**Extrait**
========================

Le Droit au logement opposable : appliquons la loi !
Les Commissions de médiation départementales (Comed) où siègent, entre autres, des représentants d’associations, constituent à l’échelle du département, la pierre angulaire de l’exercice du Dalo. Elles sont chargées d’examiner les recours des ménages et de déterminer si leur situation est prioritaire et urgente afin de se voir proposer un logement. Pour cela, la Comed doit tenir compte des critères définis par décret afin d’apprécier les situations singulières pour savoir si elles rentrent ou non dans le champ d’application de la loi.
Cette appréciation des critères cristallise des dysfonctionnements dans les Bouches-du-Rhône. Car si l’on veut faire baisser le nombre de personnes devant être relogées par l’État, on va avoir tendance à apprécier ces critères de manière restrictive. A titre d’exemple, une personne qui est hébergée chez un particulier répond au critère « dépourvu(e) de logement », elle devrait donc être reconnue comme devant être relogée de manière prioritaire et urgente. Sauf si on considère que ladite personne n’est finalement pas si mal lotie et que le logement de son hébergeant présente des conditions de confort acceptables. Ce qui revient à faire peser la responsabilité de ces situations sur la solidarité citoyenne. Nous trouvons plutôt rassurant qu’en cas de pépin des gens de son entourage soient prêts à ouvrir leur porte mais dans ce cas précis c’est bien cet élan de solidarité qui va jouer en défaveur des requérants et les maintenir dans cette situation précaire.

========================

Quelques entrées:
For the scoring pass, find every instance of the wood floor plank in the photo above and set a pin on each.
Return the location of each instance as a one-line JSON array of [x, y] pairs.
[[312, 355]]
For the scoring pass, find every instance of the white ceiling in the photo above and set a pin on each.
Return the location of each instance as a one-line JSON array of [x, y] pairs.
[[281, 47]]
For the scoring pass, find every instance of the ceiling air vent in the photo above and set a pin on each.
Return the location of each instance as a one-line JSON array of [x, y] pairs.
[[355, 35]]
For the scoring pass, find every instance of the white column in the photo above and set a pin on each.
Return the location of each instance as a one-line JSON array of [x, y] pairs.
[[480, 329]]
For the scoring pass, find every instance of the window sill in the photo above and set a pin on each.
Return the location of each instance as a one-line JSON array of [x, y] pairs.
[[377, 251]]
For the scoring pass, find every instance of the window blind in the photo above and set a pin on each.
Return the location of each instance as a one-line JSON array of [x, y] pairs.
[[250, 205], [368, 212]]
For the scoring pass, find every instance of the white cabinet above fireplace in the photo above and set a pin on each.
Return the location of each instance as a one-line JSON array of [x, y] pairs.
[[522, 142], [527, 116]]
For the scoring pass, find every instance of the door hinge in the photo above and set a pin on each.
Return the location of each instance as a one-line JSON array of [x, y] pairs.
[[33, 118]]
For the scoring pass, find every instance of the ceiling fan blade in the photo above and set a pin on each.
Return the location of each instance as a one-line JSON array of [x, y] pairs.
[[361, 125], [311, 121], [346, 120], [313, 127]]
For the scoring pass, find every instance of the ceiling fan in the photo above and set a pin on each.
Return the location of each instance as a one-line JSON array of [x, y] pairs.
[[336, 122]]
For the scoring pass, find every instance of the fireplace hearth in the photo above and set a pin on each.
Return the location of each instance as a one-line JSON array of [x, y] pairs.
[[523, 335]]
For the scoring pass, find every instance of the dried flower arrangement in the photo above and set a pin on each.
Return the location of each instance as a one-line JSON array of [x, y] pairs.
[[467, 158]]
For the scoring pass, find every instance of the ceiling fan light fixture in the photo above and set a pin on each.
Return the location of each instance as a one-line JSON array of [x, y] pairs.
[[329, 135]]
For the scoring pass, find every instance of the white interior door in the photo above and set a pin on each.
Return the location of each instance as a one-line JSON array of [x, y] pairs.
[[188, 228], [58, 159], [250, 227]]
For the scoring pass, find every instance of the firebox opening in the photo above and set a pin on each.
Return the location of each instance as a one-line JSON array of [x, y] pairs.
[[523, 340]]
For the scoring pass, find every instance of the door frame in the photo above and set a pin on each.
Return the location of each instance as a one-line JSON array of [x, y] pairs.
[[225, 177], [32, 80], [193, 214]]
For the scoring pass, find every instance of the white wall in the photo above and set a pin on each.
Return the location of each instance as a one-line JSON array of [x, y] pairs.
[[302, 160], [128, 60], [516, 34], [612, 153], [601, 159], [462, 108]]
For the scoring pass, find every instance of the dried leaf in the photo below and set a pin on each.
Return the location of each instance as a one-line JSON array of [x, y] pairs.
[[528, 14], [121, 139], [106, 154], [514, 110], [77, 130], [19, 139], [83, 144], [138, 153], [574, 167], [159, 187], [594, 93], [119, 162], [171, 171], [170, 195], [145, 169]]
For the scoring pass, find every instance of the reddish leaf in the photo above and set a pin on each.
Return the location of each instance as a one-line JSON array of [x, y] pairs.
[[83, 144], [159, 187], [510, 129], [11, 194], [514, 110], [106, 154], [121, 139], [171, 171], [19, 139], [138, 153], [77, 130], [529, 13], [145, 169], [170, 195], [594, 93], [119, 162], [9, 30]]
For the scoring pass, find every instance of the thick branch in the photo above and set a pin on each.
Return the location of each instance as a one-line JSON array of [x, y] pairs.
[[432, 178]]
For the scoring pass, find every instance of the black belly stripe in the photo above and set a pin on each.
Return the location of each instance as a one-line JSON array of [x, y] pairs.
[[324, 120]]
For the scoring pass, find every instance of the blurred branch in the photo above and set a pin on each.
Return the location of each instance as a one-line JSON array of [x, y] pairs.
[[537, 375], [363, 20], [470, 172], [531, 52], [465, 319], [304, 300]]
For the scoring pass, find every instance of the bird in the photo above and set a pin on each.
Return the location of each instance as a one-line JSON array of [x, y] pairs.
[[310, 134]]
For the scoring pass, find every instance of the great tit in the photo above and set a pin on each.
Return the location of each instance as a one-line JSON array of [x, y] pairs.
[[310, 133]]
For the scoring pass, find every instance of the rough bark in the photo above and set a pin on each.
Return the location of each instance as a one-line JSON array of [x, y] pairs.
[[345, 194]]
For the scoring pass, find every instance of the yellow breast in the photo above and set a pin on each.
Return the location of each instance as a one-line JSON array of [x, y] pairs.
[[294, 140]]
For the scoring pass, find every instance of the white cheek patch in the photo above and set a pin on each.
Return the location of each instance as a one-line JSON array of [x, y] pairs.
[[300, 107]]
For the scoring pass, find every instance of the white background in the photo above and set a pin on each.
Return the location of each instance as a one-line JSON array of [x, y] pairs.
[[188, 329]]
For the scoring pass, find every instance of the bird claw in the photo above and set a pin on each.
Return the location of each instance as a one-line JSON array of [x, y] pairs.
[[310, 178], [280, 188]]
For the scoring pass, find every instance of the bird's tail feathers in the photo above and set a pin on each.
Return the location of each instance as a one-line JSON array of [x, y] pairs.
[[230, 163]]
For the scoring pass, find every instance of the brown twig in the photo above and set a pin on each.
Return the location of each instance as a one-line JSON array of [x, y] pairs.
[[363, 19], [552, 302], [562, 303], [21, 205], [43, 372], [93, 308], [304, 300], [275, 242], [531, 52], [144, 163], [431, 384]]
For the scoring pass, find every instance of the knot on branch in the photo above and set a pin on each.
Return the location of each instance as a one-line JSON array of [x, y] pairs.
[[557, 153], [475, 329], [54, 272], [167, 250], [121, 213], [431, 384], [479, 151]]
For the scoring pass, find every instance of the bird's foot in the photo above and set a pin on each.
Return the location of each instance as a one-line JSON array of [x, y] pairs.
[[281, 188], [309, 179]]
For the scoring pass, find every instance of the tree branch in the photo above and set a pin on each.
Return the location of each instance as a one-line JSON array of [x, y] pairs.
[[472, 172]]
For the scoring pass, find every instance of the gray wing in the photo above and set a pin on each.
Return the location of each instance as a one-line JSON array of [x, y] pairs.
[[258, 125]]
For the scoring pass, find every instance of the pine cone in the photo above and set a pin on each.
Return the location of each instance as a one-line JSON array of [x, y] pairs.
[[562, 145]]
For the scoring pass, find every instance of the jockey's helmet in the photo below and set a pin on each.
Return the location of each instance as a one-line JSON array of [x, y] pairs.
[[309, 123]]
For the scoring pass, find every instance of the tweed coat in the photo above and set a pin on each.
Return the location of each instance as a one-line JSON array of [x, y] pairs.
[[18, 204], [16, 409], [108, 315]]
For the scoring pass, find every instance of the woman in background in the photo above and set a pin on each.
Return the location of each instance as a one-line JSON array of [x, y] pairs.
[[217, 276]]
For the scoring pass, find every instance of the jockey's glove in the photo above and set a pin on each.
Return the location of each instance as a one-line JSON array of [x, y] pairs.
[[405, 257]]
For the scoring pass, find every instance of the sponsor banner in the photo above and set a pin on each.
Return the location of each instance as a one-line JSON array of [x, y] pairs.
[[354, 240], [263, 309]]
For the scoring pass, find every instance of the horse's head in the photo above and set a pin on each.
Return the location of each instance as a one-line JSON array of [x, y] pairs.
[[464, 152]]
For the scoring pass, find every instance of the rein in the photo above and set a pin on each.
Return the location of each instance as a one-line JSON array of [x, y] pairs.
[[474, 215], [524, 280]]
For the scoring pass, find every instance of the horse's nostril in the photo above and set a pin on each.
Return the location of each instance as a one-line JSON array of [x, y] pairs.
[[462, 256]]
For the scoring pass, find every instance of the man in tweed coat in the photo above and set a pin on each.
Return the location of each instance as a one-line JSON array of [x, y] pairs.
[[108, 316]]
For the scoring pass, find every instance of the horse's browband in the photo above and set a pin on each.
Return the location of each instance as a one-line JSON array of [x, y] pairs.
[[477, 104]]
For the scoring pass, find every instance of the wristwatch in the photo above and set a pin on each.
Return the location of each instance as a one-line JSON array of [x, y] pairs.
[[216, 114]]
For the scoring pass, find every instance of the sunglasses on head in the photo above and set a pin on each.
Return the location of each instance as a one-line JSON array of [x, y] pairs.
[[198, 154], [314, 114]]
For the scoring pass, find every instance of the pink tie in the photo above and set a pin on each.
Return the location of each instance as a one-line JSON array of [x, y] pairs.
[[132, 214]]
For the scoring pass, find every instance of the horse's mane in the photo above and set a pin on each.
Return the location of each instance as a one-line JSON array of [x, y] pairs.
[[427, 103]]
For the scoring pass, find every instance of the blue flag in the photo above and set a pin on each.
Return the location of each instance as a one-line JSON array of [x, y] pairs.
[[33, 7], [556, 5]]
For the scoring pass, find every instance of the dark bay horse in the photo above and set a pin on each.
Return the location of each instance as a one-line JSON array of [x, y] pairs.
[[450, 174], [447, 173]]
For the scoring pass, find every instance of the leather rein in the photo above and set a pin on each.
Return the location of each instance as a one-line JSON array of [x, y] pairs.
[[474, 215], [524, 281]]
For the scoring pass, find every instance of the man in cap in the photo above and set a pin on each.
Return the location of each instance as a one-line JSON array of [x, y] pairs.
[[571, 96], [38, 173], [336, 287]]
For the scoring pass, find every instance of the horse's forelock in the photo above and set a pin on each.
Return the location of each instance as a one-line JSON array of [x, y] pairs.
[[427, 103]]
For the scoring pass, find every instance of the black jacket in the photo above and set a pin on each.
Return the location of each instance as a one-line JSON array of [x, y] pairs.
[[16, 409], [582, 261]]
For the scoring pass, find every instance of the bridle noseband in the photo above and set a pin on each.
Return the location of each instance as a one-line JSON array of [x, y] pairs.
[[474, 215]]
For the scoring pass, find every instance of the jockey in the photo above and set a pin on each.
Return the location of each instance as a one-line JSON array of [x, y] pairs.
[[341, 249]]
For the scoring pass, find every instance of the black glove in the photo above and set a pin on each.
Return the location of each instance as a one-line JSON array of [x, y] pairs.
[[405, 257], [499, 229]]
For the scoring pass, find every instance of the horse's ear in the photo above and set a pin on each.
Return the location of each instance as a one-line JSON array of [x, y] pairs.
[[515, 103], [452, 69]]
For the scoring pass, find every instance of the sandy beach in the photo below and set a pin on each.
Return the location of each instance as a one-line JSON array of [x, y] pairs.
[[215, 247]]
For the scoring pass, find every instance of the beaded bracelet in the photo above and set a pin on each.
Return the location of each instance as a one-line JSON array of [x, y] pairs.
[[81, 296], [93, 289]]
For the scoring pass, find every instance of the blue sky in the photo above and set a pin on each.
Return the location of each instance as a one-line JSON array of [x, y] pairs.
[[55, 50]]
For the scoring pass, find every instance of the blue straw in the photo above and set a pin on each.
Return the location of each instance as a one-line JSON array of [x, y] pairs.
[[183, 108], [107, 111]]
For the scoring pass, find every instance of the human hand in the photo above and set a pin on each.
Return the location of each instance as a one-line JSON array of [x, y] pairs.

========================

**Tâches et exercices**
1 – Dans les entrées, pouvez-vous citer à l'identique tout ce qui va de la ligne contenant « For the scoring pass, find every instance of the dried flower » jusqu'à la ligne contenant « [[523, 340]] », ces deux lignes comprises ?
2 – Pouvez-vous prolonger le texte sur le droit au logement opposable à partir de l'endroit où il s'arrête ?
Le texte sur le droit au logement opposable et les entrées n'ont pas la même source.

**Réponses par tâche**
1 –
For the scoring pass, find every instance of the dried flower arrangement in the photo above and set a pin on each.
Return the location of each instance as a one-line JSON array of [x, y] pairs.
[[467, 158]]
For the scoring pass, find every instance of the ceiling fan light fixture in the photo above and set a pin on each.
Return the location of each instance as a one-line JSON array of [x, y] pairs.
[[329, 135]]
For the scoring pass, find every instance of the white interior door in the photo above and set a pin on each.
Return the location of each instance as a one-line JSON array of [x, y] pairs.
[[188, 228], [58, 159], [250, 227]]
For the scoring pass, find every instance of the firebox opening in the photo above and set a pin on each.
Return the location of each instance as a one-line JSON array of [x, y] pairs.
[[523, 340]]

2 –
De même, on observe une tendance de plus en plus insupportable et condamnable qui consiste à envisager, sous l’angle de la suspicion, les recours déposés par les ménages mal logés et à les soumettre à un régime de preuve qui tend à les éloigner de l’exercice de leur droit. Prouver qu’ils sont malades, pauvres, victimes d’un bailleur indélicat, qu’ils ne peuvent résorber leur situation, prouver leur bonne foi… Cela se solde par une surenchère de documents à fournir. On comprend alors aisément que des personnes qui subissent des difficultés par ailleurs ont vite fait de passer leur tour.
Par ces exemples, en réalité, il s’agit bien de revenir sur l’ensemble des critères ouvrant droit à un relogement dans le cadre du Dalo. Bien qu’en désaccord avec ces pratiques qu’ils dénoncent, au sein de la Comed des Bouches-du-Rhône, les représentants des associations ont bien du mal à faire valoir leurs positions et à lutter contre les dérives, du fait du jeu des votes et du rapport de force largement déséquilibré.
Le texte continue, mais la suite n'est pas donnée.